WORK TO COMPLETE: Write out the passage of the Image-Prompt Alignment recipe between "Skip to content" and "the autorater prompt.", inclusive.

Skip to content

Image-Prompt Alignment

Eval Recipe for model migration

This Eval Recipe demonstrates how to use a prompt alignment autorater to compare image generation quality of two models (Imagen2 and Imagen3) with the open source evaluation tool Promptfoo.

  • Use case: Image Generation

  • We use an unlabeled dataset with 5 image generation prompts stored in a JSONL file dataset.jsonl and JPEG images generated by Imagen2 and Imagen3 based on these prompts. Each record in the dataset includes 3 attributes wrapped in the vars object so that Promptfoo can inject this data into the autorater prompt.

    • prompt: full text of the image generation prompt
    • imagen2: local path to the JPG image generated by Imagen 2 based on this prompt
    • imagen3: local path to the JPG image generated by Imagen 3 based on this prompt
  • All instructions for our prompt alignment autorater are stored in autorater_instructions.txt. These instructions are imported into the final multiodal prompt templates prompt_imagen2.yaml and prompt_imagen3.yaml that combine the images from our dataset with the autorater instructions.

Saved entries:
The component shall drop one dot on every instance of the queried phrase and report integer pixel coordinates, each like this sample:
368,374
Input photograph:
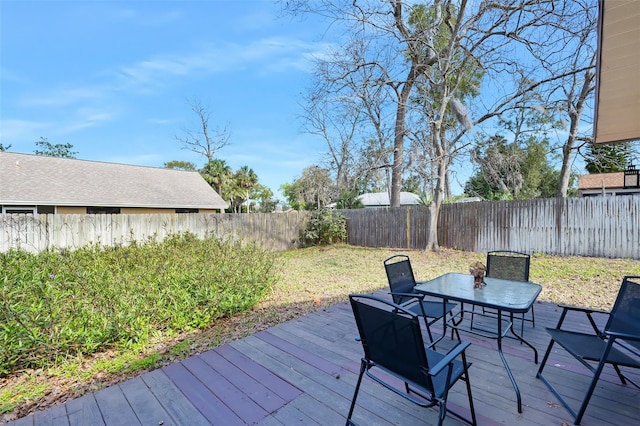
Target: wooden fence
591,226
38,232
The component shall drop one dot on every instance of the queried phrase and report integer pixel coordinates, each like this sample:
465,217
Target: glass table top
508,295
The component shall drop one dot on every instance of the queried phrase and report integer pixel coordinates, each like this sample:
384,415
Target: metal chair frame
618,344
392,342
402,281
520,274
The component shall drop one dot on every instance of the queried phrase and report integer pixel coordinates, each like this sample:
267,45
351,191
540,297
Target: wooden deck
304,372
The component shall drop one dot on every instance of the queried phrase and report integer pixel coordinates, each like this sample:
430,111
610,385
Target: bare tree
433,59
346,110
576,22
205,141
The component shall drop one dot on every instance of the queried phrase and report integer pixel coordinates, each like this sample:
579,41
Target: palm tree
217,174
246,179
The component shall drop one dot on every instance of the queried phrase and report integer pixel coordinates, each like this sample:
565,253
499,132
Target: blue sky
113,78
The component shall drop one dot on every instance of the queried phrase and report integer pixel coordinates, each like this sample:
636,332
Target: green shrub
324,227
60,303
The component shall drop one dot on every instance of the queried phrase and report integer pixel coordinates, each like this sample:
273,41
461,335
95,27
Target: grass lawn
311,279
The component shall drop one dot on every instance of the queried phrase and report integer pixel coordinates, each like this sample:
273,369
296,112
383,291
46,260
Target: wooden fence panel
40,232
590,226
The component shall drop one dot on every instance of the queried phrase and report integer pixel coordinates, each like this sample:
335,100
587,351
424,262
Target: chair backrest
625,315
508,265
391,338
400,276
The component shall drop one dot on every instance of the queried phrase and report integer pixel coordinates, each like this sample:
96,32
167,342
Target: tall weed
60,303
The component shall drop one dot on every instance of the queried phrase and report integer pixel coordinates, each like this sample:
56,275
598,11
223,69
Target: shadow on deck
304,372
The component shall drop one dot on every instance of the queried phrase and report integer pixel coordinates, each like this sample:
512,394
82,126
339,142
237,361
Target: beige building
620,183
51,185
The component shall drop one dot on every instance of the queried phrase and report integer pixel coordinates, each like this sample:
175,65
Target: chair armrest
449,357
412,295
582,309
586,311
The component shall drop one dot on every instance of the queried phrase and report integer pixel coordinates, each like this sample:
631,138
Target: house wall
125,210
71,210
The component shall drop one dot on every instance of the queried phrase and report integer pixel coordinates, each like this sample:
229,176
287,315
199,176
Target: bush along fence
590,226
35,233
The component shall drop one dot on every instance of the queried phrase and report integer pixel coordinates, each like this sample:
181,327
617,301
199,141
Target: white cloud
61,97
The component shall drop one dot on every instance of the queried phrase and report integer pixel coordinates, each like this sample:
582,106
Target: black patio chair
509,265
402,282
618,344
393,346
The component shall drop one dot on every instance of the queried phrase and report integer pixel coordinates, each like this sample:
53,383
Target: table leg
519,337
504,360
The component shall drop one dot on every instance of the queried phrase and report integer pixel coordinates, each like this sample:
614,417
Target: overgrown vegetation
58,304
324,227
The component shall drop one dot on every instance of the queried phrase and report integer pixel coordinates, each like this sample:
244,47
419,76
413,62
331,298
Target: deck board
304,372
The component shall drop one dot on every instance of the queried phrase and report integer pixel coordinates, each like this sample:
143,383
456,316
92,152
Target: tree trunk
398,140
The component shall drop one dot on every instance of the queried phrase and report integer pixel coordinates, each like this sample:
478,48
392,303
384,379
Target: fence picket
590,226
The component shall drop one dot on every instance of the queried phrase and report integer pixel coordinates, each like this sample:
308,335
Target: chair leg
592,386
468,383
533,317
363,367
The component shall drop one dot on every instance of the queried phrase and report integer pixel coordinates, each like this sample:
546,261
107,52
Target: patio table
507,296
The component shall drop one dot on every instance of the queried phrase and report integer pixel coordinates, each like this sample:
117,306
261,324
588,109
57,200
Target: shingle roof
601,180
382,198
37,180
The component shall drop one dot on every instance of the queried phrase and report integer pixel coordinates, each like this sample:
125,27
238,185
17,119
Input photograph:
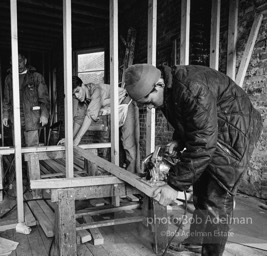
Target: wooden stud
160,222
215,34
232,38
185,32
16,108
114,80
248,50
151,59
68,86
1,178
65,237
34,172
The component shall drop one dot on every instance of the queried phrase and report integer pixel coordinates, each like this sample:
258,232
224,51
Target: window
91,67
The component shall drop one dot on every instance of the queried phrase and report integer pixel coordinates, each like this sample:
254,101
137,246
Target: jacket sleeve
7,103
198,106
43,96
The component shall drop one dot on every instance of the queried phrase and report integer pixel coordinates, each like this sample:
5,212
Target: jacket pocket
229,151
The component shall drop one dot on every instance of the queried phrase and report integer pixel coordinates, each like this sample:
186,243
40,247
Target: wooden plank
97,237
83,193
215,34
11,150
121,173
248,50
105,223
30,221
151,59
1,178
160,227
46,155
185,32
114,79
16,109
232,38
34,172
65,237
93,211
67,45
75,182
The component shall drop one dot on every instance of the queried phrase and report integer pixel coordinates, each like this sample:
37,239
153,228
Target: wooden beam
11,150
16,108
185,32
74,182
232,38
215,34
68,86
119,172
248,50
114,80
151,59
65,238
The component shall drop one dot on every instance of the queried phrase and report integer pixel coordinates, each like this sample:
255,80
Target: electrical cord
179,227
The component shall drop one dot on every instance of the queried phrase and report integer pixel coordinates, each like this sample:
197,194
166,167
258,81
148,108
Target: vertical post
114,80
65,223
249,49
1,106
185,32
68,86
215,34
1,178
151,59
232,37
16,108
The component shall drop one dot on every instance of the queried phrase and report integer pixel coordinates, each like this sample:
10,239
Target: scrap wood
7,246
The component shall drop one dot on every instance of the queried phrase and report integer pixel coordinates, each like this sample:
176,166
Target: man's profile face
155,97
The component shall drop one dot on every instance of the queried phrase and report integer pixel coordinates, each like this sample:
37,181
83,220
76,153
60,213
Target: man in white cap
217,128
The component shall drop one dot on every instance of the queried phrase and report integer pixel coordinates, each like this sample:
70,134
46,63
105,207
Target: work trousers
212,215
130,137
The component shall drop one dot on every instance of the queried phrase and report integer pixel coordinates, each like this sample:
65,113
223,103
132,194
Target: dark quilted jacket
215,121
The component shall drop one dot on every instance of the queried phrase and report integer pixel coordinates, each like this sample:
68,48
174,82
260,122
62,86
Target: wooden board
97,237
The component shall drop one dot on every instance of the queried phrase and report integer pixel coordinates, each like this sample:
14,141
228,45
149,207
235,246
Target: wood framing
232,38
151,59
185,32
16,108
248,50
215,34
114,79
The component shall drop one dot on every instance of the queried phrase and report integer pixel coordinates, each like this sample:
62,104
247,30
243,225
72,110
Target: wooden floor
133,240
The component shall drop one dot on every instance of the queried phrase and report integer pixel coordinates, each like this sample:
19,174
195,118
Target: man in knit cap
215,127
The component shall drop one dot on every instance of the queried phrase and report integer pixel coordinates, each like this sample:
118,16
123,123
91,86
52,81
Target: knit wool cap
140,79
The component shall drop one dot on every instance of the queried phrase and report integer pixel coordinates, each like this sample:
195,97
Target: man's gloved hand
43,120
165,195
5,122
171,148
61,142
76,141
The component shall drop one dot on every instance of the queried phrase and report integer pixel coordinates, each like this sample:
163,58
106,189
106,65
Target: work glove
76,141
43,120
5,122
165,195
171,148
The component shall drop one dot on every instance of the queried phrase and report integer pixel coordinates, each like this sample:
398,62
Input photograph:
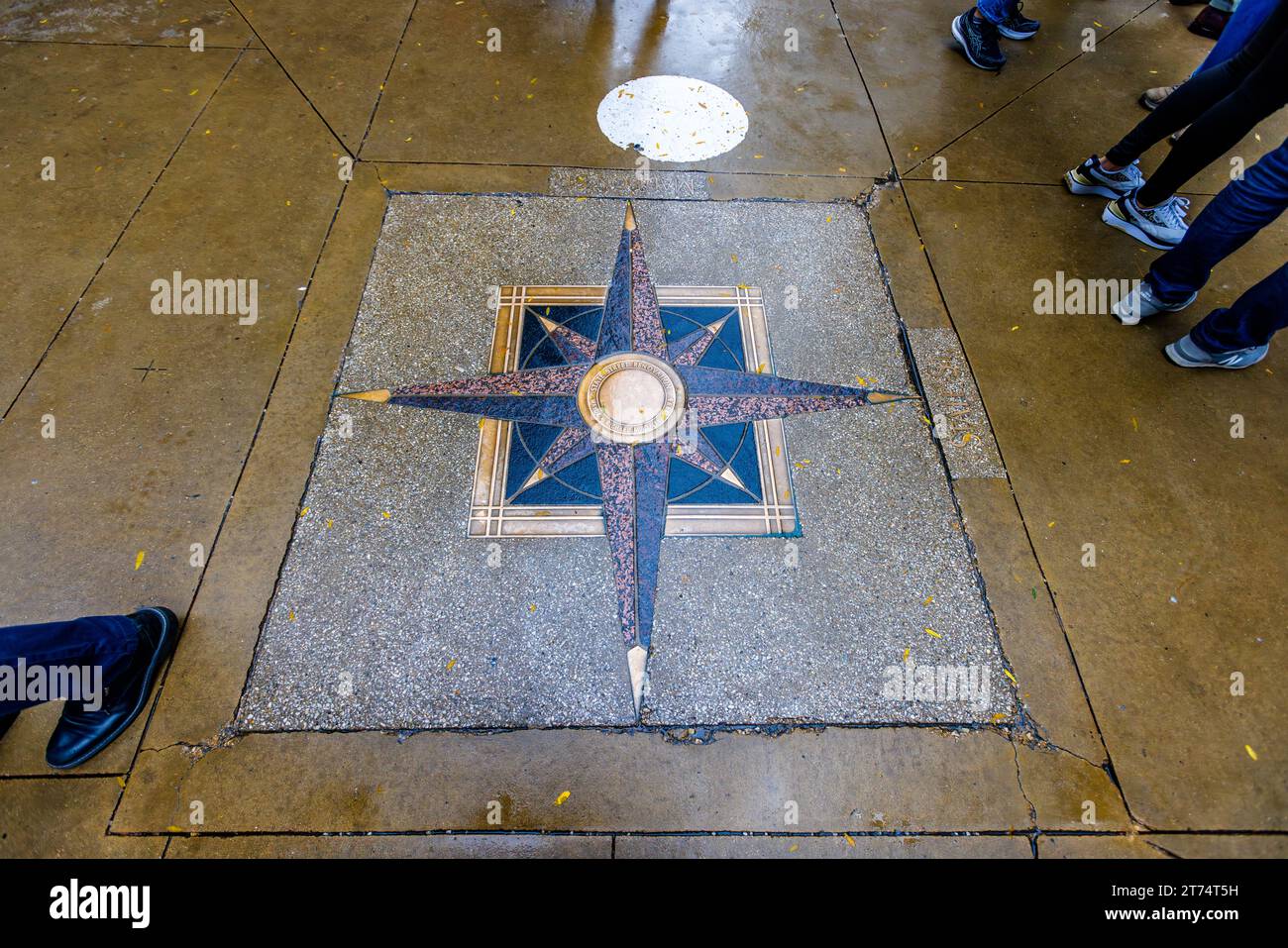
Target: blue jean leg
1248,17
1253,318
1229,222
995,11
107,642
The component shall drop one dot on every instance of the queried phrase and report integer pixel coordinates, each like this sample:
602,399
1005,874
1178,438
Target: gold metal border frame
492,517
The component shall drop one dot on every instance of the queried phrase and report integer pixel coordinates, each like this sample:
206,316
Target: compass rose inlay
634,401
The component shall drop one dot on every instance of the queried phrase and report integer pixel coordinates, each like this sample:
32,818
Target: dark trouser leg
102,643
1239,91
1253,318
1229,222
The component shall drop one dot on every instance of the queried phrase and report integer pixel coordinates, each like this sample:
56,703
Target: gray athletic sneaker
1188,355
1090,178
1153,98
1141,303
1162,226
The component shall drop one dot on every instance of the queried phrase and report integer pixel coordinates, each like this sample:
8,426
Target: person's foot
1210,24
1017,26
1153,98
978,39
81,733
1189,355
1091,178
1141,303
1160,227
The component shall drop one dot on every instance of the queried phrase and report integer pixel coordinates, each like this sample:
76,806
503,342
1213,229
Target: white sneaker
1162,227
1091,178
1141,303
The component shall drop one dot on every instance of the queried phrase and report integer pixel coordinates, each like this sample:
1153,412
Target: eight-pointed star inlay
635,401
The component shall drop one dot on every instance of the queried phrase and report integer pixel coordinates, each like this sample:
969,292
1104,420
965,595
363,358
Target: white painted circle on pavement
673,119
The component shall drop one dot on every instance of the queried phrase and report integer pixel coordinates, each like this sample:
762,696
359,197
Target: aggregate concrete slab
386,616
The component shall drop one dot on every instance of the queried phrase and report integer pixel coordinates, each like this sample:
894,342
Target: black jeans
1220,104
38,662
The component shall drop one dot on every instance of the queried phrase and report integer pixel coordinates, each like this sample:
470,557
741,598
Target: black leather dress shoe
80,733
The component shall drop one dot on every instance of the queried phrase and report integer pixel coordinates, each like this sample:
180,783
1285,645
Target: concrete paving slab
554,67
1223,845
108,119
903,260
1048,685
338,54
205,682
1119,449
925,90
1098,848
434,846
957,416
129,22
1069,792
142,471
595,181
385,595
836,780
65,819
823,848
1090,104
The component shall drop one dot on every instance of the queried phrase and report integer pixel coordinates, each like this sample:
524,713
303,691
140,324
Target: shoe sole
961,42
1077,187
1131,230
168,633
1175,357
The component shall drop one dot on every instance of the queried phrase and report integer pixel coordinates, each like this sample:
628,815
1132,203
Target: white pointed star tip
374,395
638,661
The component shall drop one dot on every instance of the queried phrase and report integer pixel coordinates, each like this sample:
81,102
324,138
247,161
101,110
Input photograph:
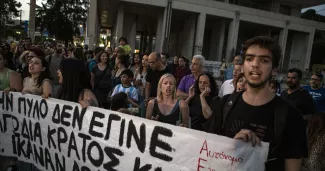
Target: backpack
280,116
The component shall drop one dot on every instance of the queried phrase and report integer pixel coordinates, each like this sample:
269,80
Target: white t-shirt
226,88
131,91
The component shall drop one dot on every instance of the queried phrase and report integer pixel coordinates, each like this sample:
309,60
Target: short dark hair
296,70
127,72
319,75
124,39
266,43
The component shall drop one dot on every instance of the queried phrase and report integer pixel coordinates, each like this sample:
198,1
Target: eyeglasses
152,62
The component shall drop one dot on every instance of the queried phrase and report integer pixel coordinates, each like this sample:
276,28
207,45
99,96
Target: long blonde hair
159,90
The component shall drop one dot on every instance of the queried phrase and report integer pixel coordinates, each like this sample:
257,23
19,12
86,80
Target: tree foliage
62,17
8,10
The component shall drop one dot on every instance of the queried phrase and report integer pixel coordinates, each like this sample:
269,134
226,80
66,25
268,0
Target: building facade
214,28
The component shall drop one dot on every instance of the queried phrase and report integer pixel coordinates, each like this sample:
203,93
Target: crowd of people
248,106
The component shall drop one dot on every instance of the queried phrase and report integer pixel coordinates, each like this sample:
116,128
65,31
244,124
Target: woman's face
145,61
35,66
136,59
60,76
204,82
103,58
168,86
241,84
2,62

RESULT OF THE TASK:
Skip to content

Image-Prompt Alignment

Eval Recipe for model migration

This Eval Recipe demonstrates how to use a prompt alignment autorater to compare image generation quality of two models (Imagen2 and Imagen3) with the open source evaluation tool Promptfoo.

  • Use case: Image Generation

  • We use an unlabeled dataset with 5 image generation prompts stored in a JSONL file dataset.jsonl and JPEG images generated by Imagen2 and Imagen3 based on these prompts. Each record in the dataset includes 3 attributes wrapped in the vars object so that Promptfoo can inject this data into the autorater prompt.